PROVIDED DATA section start
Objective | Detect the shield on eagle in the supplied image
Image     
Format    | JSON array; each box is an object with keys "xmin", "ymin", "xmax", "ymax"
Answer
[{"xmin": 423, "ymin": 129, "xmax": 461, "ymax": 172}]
PROVIDED DATA section end
PROVIDED DATA section start
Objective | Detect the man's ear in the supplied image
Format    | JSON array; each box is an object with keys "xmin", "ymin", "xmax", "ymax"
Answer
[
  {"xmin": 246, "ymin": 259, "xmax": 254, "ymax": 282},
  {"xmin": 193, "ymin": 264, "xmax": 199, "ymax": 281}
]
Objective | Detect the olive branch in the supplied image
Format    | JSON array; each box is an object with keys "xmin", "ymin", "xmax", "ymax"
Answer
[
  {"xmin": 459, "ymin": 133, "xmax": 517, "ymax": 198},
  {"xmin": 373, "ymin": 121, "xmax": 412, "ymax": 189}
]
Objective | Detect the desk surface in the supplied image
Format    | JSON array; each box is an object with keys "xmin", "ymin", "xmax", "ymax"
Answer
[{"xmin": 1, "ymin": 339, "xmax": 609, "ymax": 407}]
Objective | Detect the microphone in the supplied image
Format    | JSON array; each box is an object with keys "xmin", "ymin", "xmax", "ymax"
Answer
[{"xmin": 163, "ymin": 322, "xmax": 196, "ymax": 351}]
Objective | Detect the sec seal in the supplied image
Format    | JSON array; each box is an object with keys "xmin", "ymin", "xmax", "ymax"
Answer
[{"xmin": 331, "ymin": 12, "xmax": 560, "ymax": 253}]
PROVIDED DATA section end
PROBLEM TO WORK ON >>
Your answer should be one number: how many lines of the material include the word "supplied".

EXERCISE RESULT >>
6